Apa Arti Nafkah Lahir Batin dalam Islam?

Daftar Isi

Apa Arti Nafkah Lahir Batin dalam Islam?
Abusyuja.com – Setelah menikah, kewajiban pertama kali seorang suami adalah menafkahi lahir dan batin. Jika nafkah adalah hak-hak yang harus dipenuhi, maka nafkah dibagi menjadi dua jenis: nafkah lahir dan batin.

Nafkah Lahir

Nafkah lahir adalah nafkah yang tampak secara lahir, seperti nafkah pakaian, makanan, dan tempat tinggal. Meski istri berhak meminta, ia juga harus mempertimbangkan kemampuan suaminya atau meminta sesuatu yang tidak berlebihan.

Maksud tidak berlebihan adalah meminta secukupnya yang sesuai dengan kebutuhan dalam rumah tangga tersebut.

Nabi bersabda,

“...Yakni, kalian memberi makan sebagaimana apa yang kalian makan, dan memberi pakaian sebagaimana apa yang kalian pakai.(HR. Abu Dawud dan Ibnu Majah)

Artinya, apa yang suami makan itulah yang diberikan kepada istri. Demikian pula apa yang diminum dan dipakai, sesuai dengan standarnya.

Prinsip memberi nafkah yang paling penting adalah tidak bersikap kikir. Jauh-jauh hari seorang istri harus mengetahui detail calon suaminya, apakah ia termasuk orang kikir atau tidak.

========================================

### Tugas yang Diminta
• A. Salin ulang tanpa perubahan bagian teks tentang nafkah lahir batin, dari "Abusyuja.com – Setelah" sampai dengan "sesuai dengan standarnya.".
• B. Sebutkan semua contoh nafkah lahir yang disebut dalam teks tentang nafkah lahir batin.
• C. Teruskan teks tentang nafkah lahir batin mulai setelah kalimat terakhirnya.
Materi yang menyusul diambil dari sumber yang berbeda.

### Bagian Data
========================================

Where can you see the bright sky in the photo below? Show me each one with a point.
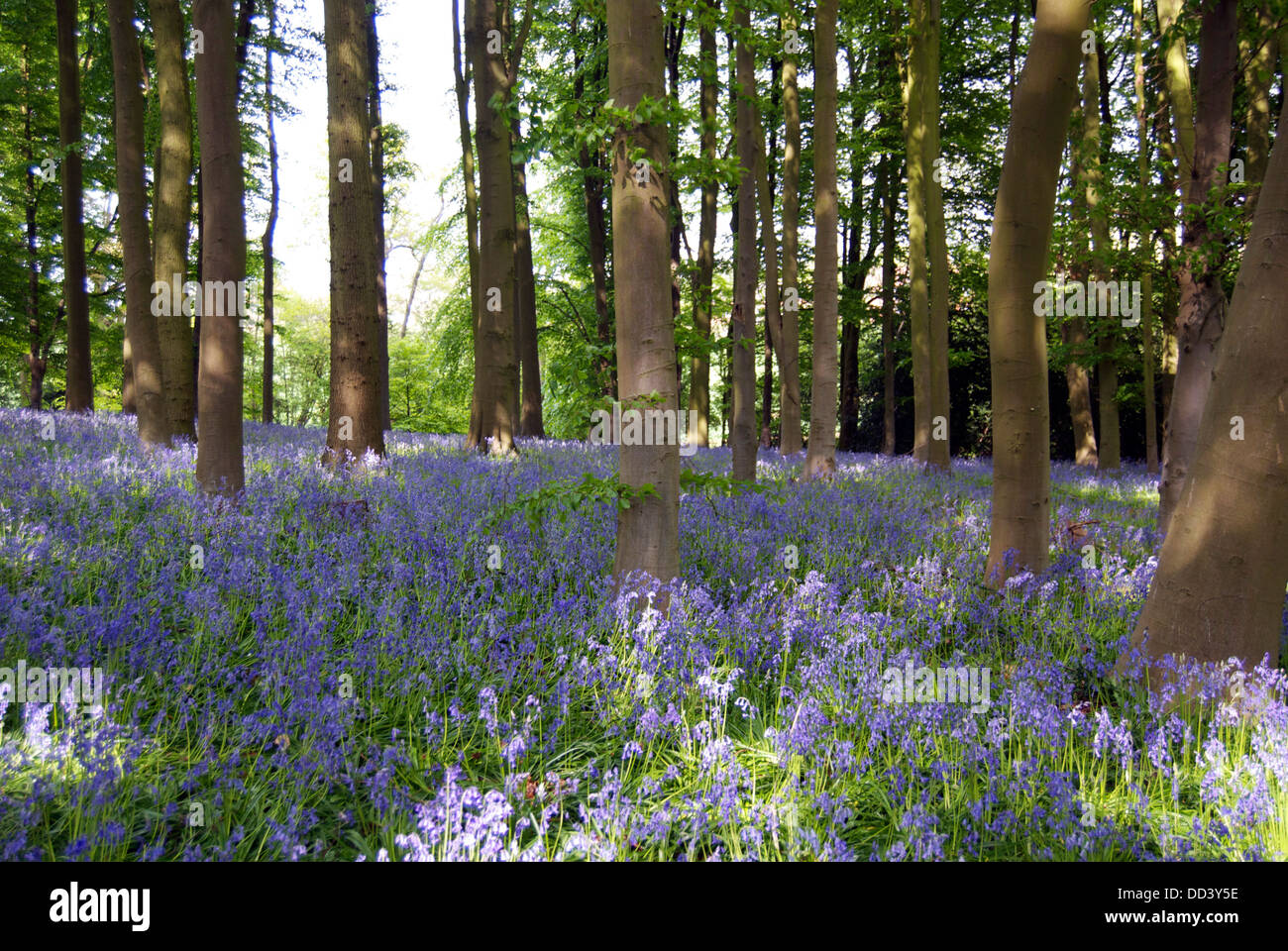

========================================

### Jawaban Berurutan
• A.
Abusyuja.com – Setelah menikah, kewajiban pertama kali seorang suami adalah menafkahi lahir dan batin. Jika nafkah adalah hak-hak yang harus dipenuhi, maka nafkah dibagi menjadi dua jenis: nafkah lahir dan batin.

Nafkah Lahir

Nafkah lahir adalah nafkah yang tampak secara lahir, seperti nafkah pakaian, makanan, dan tempat tinggal. Meski istri berhak meminta, ia juga harus mempertimbangkan kemampuan suaminya atau meminta sesuatu yang tidak berlebihan.

Maksud tidak berlebihan adalah meminta secukupnya yang sesuai dengan kebutuhan dalam rumah tangga tersebut.

Nabi bersabda,

“...Yakni, kalian memberi makan sebagaimana apa yang kalian makan, dan memberi pakaian sebagaimana apa yang kalian pakai.(HR. Abu Dawud dan Ibnu Majah)

Artinya, apa yang suami makan itulah yang diberikan kepada istri. Demikian pula apa yang diminum dan dipakai, sesuai dengan standarnya.

• B. Pakaian, makanan, dan tempat tinggal.

• C.
Kikir di sini bisa diketahui dari sifat dan kebiasaannya. Misal, calon suami terbiasa jajan di tempat-tempat yang mewah dan resto yang mahal, tapi ia tidak pernah memberi, atau hanya membelikan makanan ala kadarnya (tidak serupa seperti apa yang dia makan) untuk keluarganya.

Terkadang kita mendapati calon suami yang seperti ini: anak bungsu, masih belum bisa lepas dari ibunya. Segala sesuatu diurusi ibunya, termasuk makanannya. Yang disukai hanya masakan ibunya. Maka ketika sang ibu tidak di sampingnya lagi, ia selalu akan merasa hidupnya kurang.

Ada juga laki-laki yang tinggal bersama ibunya. Ia sudah kerja, tetapi selalu minta makan enak tanpa tersedia memberi ibunya uang untuk memasak makanan enak tersebut.

Seorang calon istri harus lebih menelisik lebih dalam seperti apa calon suaminya dari kebiasaan yang dilakukan bersama keluarganya.

Apakah ia berbuat baik kepada orang tua dan adik-adiknya atau tidak. Jika tidak, berarti kepada kita pun (calon istri) juga akan bersikap sama.

Calon suami yang seperti itu jangan pernah dipilih, karena ia tidak mengetahui hak dan kewajiban. Banyak pula yang bersikap kasar. Ia seperti benalu yang kewajiban menafkahi bukannya dilaksanakan, tetapi justru menurut untuk diberi nafkah.

Seorang istri yang berada dalam situasi ini mendapatkan tekanan yang sangat besar dari suaminya. Misalnya, suaminya justru meminta dibelikan motor, pakaian, dan rumah karena penghasilan istrinya lebih besar daripada suami. Atas dalih patuh pada suaminya, istri pun mengiyakan permintaan suami.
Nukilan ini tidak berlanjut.